» **Set problem**
Update the entries below by replacing "shoe sole" with "boot heel" wherever it occurs, and leave every other part of the lines unchanged.

── Data for this exercise ──

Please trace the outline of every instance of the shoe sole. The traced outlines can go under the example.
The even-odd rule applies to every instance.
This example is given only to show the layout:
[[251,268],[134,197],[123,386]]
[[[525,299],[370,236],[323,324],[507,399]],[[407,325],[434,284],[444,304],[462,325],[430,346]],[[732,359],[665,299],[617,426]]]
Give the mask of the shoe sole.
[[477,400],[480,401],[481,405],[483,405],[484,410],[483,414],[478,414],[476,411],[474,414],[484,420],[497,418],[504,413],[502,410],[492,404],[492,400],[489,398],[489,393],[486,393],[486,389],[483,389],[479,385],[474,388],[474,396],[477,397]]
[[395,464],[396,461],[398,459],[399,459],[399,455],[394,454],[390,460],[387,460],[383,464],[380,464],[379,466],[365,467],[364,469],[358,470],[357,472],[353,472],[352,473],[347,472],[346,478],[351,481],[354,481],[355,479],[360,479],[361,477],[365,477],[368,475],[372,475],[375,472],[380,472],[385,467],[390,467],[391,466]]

───

» **Task response**
Please trace the outline of every instance of the boot heel. The traced outlines can go under the example.
The even-odd rule applies to every instance.
This example is given only to show the layout:
[[251,268],[134,197],[123,386]]
[[[525,299],[370,236],[323,324],[507,399]],[[407,325],[434,284],[444,304],[462,325],[430,346]],[[732,359],[665,299],[617,426]]]
Give the mask of the boot heel.
[[477,400],[480,401],[481,405],[483,405],[484,410],[483,414],[478,414],[476,411],[474,414],[484,420],[497,418],[504,413],[502,410],[492,404],[492,400],[489,398],[489,393],[486,393],[486,389],[483,389],[479,385],[474,388],[474,396],[477,397]]
[[395,464],[396,461],[398,459],[399,459],[399,455],[394,454],[390,460],[387,460],[383,464],[380,464],[379,466],[365,467],[364,469],[358,470],[357,472],[353,472],[352,473],[347,472],[346,478],[351,481],[354,481],[355,479],[360,479],[361,477],[365,477],[368,475],[372,475],[375,472],[380,472],[385,467],[390,467],[391,466]]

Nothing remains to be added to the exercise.